Mail on Sunday
It could only happen in America. After a rail odyssey of 3,397 miles from New York to San Francisco, our journey was ending at a bus stop.
As we stepped off the coach on California Street in the heart of San Francisco’s financial district and lugged our cases a couple of blocks to our hotel, my wife and I probably looked like overstocked shoppers coming back from the supermarket.
Yet the journey’s end was appropriate. America treats its trains like a widowed aunt: not frail enough for an old people’s home but liable to be a little embarrassing in public.
The attitude was there from the start – in New York our Sikh taxi driver did not even know where the entrance was to Penn Station and dropped us half a block away.
You can also tell a lot about the regard in which rail travel is held from where they build their stations.
The writer Jonathan Raban described New Yorkers as ‘air people’ who like living in high- rise buildings as if in communion with the sky. Yet they hide their rail stations away underground.
In most places around the world, catching a train means waiting on a platform at ground level and starting your journey in the full glare of the day.
But at Penn Station we boarded our train in a gloomy, subterranean passage and only saw the sky after the train had travelled some distance.
Not that the initial view from our train – a service intriguingly named the Lake Shore Limited – was all that riveting. But, luckily, we had plenty to occupy us exploring our ‘roomette’.
The self-contained compartment had plush armchair seats which converted into comfortable beds with the upper bunk having a large window allowing you to lie and watch the world go by.
Add a neat foldaway washbasin and a table with an integral chess board and this was better than anything you might find on an old-world train.
But then there was the ensuite lavatory. The seat was right next to the armrest of the chair my wife chose to use.
By lowering the seat cover I could rest my feet on it but actually using it meant being either too intimate or the other passenger having to take a walk down the corridor.
Carmen, our car attendant, had warned us the train lights would be turned off for an hour at Albany.

(Point-based annotation data)
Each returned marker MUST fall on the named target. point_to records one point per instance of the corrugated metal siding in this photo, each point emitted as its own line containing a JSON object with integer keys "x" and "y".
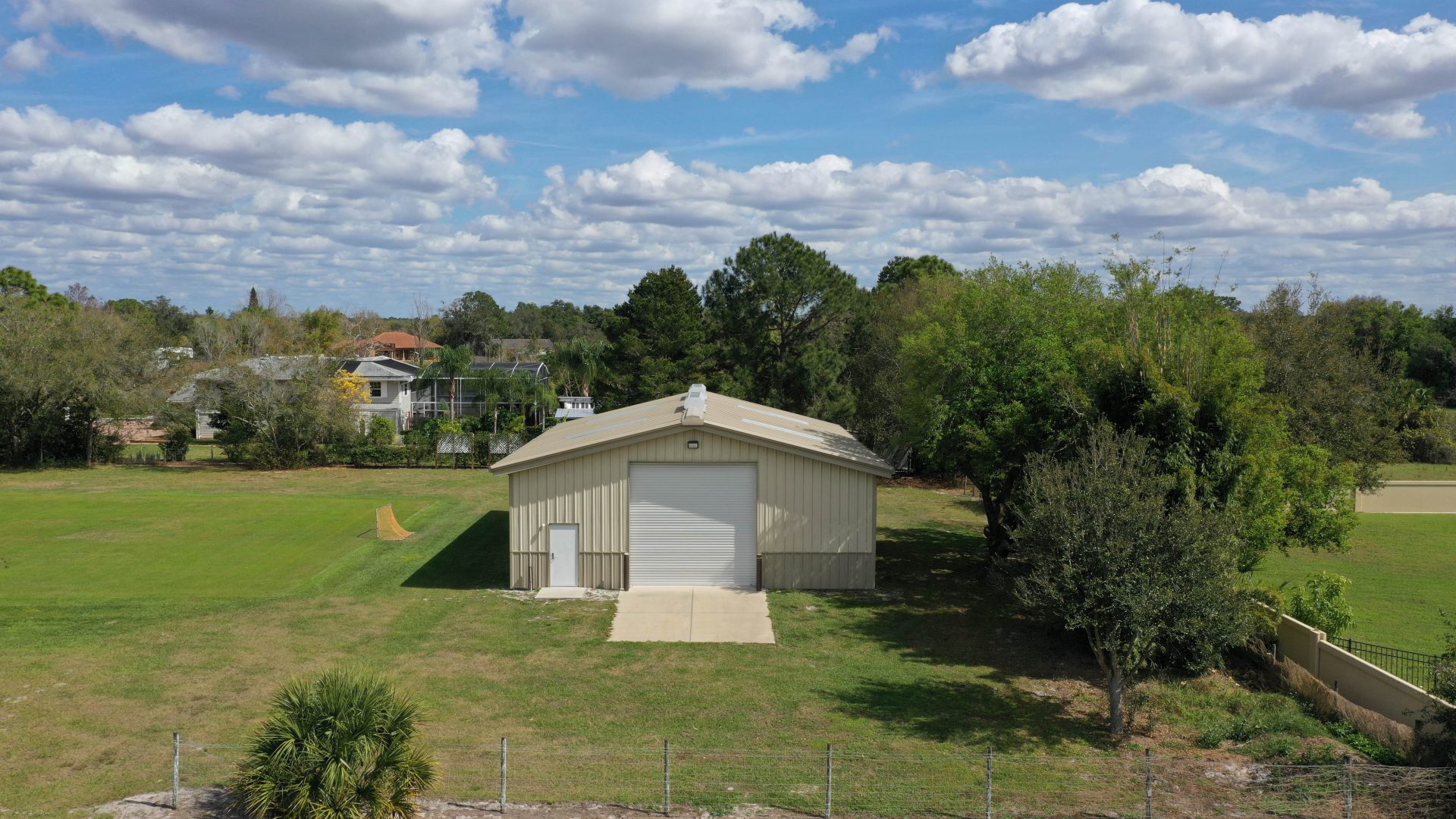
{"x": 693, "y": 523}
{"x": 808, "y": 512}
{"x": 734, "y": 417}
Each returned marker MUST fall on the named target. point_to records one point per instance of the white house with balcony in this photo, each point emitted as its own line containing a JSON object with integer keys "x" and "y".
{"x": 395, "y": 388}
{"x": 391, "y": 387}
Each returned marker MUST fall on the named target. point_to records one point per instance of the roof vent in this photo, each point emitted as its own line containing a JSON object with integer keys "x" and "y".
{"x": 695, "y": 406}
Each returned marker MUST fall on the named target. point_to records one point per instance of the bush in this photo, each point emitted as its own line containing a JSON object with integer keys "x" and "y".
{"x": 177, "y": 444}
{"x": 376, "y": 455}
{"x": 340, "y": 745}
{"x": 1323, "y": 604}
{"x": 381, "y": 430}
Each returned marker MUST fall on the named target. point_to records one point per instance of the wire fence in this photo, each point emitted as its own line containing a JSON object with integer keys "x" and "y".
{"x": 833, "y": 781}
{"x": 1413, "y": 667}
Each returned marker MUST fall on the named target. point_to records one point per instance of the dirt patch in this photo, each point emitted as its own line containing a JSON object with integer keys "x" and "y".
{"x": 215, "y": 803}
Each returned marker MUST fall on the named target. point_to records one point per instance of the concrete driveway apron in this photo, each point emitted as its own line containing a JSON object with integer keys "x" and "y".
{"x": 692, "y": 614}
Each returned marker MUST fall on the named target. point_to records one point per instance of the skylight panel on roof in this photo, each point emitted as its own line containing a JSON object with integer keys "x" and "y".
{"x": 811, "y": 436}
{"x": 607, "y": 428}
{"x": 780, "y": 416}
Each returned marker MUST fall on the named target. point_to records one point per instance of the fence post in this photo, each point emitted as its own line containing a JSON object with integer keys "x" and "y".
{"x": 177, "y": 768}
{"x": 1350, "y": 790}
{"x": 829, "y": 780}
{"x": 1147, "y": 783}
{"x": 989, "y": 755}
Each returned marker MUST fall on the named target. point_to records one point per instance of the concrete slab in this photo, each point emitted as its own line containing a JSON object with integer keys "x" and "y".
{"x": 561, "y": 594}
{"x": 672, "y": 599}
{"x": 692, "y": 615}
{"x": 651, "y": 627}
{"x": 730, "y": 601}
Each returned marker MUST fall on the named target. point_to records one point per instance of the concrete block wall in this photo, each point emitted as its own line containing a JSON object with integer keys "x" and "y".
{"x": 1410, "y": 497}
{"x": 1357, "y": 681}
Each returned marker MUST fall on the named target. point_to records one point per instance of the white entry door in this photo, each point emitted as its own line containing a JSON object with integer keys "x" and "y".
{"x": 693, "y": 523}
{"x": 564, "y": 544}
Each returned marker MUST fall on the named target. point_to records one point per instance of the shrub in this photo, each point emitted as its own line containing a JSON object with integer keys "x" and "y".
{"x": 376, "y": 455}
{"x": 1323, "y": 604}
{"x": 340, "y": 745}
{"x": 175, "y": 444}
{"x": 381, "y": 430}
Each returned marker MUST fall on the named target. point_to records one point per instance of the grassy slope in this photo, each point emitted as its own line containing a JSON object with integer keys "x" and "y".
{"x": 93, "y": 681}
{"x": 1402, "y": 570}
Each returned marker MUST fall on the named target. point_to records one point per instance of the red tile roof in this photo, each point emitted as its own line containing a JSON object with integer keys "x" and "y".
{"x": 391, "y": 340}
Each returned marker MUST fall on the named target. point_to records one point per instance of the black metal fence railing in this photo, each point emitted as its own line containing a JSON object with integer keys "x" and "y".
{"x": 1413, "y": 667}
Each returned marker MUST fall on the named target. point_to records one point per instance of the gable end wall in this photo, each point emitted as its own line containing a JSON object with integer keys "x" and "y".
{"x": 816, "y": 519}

Problems to work on ▸
1. How many miles did the rail journey in the travel article cover from New York to San Francisco?
2. Copy the travel article word for word from "You can also" to "stations away underground.".

Task-by-task outputs ▸
1. 3,397 miles.

2.
You can also tell a lot about the regard in which rail travel is held from where they build their stations.
The writer Jonathan Raban described New Yorkers as ‘air people’ who like living in high- rise buildings as if in communion with the sky. Yet they hide their rail stations away underground.